» Problem statement
Repeat every record exactly as written.

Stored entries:
Segment Open
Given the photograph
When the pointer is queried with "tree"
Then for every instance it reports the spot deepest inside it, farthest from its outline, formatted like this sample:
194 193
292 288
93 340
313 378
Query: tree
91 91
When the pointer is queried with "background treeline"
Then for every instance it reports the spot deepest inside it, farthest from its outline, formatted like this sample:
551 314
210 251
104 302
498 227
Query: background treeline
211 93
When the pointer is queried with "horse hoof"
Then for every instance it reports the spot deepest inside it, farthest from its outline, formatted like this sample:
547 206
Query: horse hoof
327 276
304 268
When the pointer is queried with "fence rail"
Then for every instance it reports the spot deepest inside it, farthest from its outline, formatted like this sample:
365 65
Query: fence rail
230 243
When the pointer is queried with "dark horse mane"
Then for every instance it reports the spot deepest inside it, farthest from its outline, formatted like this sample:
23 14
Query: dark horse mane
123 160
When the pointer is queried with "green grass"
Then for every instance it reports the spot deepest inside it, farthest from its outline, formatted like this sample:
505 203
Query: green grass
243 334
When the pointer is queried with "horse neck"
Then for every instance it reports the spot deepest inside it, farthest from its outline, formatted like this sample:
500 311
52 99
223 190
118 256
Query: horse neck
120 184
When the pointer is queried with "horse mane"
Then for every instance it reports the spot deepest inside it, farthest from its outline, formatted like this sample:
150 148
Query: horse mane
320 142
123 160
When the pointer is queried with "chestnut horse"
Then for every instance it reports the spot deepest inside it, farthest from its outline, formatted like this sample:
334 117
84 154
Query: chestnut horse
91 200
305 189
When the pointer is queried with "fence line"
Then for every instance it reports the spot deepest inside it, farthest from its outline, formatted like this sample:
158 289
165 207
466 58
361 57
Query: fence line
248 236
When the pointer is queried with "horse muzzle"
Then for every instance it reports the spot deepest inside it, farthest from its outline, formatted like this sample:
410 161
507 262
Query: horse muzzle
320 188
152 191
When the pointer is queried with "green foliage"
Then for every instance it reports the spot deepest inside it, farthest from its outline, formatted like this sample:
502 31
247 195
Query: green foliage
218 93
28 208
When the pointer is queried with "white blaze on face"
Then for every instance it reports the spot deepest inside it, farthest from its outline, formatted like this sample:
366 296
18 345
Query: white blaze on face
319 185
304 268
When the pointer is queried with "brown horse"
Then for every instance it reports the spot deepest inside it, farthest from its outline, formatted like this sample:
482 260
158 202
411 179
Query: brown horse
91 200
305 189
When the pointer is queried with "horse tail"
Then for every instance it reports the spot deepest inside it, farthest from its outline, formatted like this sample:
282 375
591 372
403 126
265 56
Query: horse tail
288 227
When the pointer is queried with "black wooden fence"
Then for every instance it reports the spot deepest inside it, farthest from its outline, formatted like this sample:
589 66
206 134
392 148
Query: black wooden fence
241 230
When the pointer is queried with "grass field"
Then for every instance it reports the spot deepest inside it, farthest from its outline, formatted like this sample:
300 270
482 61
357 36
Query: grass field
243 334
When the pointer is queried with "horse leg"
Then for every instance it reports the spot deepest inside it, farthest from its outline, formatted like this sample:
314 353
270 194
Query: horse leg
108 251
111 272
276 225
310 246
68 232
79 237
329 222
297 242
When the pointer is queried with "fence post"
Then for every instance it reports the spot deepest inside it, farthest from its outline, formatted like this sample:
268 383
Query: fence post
Segment Closed
» Written answer
Given the photograph
When the pointer is queried with "tree"
Then for every instance it reports the spot deepest inside it, farthest from its outline, formatted like this sample:
194 193
292 288
93 340
313 378
Query: tree
91 91
When the pointer is queried with "background treeline"
Then for every instance it reports the spot deepest inside it, farthest from its outline, formatted like this sample:
551 314
210 251
104 302
498 227
Query: background treeline
211 93
When the pointer is queried with "horse hoof"
Then for every instance it reports the spot deepest inside it, farthest from its outline, formatted like this sample:
547 206
Query: horse hoof
327 276
304 268
When the pointer is queried with "fence rail"
Then for every instance it reports the spot deepest inside it, farthest from its outline, formatted like this sample:
365 65
Query: fence rail
230 243
When the pointer is queried with "dark horse mane"
Then for every instance it reports the spot deepest inside it, farthest from its outline, formatted like this sample:
23 14
Query: dark horse mane
123 160
When the pointer is queried with "green grass"
Then for every instance it reports the spot deepest inside it, farthest from its outline, formatted like this sample:
505 203
Query: green grass
243 334
When the pointer is queried with "horse neck"
Then for every instance it reports the spot deepest inside it, farthest from its outline, formatted like this sample:
500 311
52 99
223 190
118 256
Query: horse neck
120 184
When the pointer is queried with "horse mane"
Then for every instance it reports the spot deepest inside it, farthest from its outline, formatted like this sample:
150 148
Query: horse mane
320 142
123 160
When the pointer is queried with "chestnut horse"
Then for every instance it reports the spot deepest inside it, farthest from its outline, formatted like this sample:
334 117
84 154
Query: chestnut horse
91 200
305 189
When the pointer is queried with "fence line"
Then for every instance it reports the spot deepest inside it, farthest from its outline, formatted like this sample:
158 289
165 207
466 58
361 57
Query: fence line
248 236
When the pointer is queried with "horse muzzle"
Then for every instance it reports the spot deepest inside it, farthest from its outline, formatted like this sample:
410 161
507 262
Query: horse muzzle
320 188
152 191
When the pointer is queried with "green foliage"
Then for every instance it reports the spot deepest inside it, farthest from its outline, formatted like this sample:
502 31
247 195
Query: green foliage
218 93
28 208
When the pointer is queried with "white blaze on face"
Then for every instance it reports the spot deepest inside it, farthest from its outline, formatted like this sample:
366 296
18 345
Query: white blaze on face
319 185
304 268
When the pointer is queried with "brown horse"
Then for every instance it reports the spot deepest inside it, farthest from its outline, formatted like this sample:
482 260
158 202
411 179
Query: brown horse
91 200
305 189
When the pointer is queried with "horse tail"
Then for every instance it reports the spot deepest inside it, farthest from its outline, formatted like this sample:
282 375
591 372
403 126
265 56
Query: horse tail
288 227
When the pointer is queried with "black wooden fence"
Then for every instance it reports the spot deepest inside it, farthest from its outline, formatted like this sample:
589 66
206 134
392 148
Query: black wooden fence
241 230
When the pointer is queried with "grass field"
Then for every instance it reports the spot deepest inside it, farthest from its outline, formatted like this sample:
300 270
482 61
357 36
Query: grass field
243 334
When the pointer is queried with "horse leg"
Then for every instance it reports the spot deepest inside it, farthest from its outline, formatted like this sample:
314 353
270 194
Query: horse leg
108 251
111 272
276 225
310 246
68 232
79 237
329 222
297 242
When the pointer is queried with "fence post"
Then for every instance it reports the spot deepest inside it, farthest from its outline, formatted like this sample:
268 383
Query: fence post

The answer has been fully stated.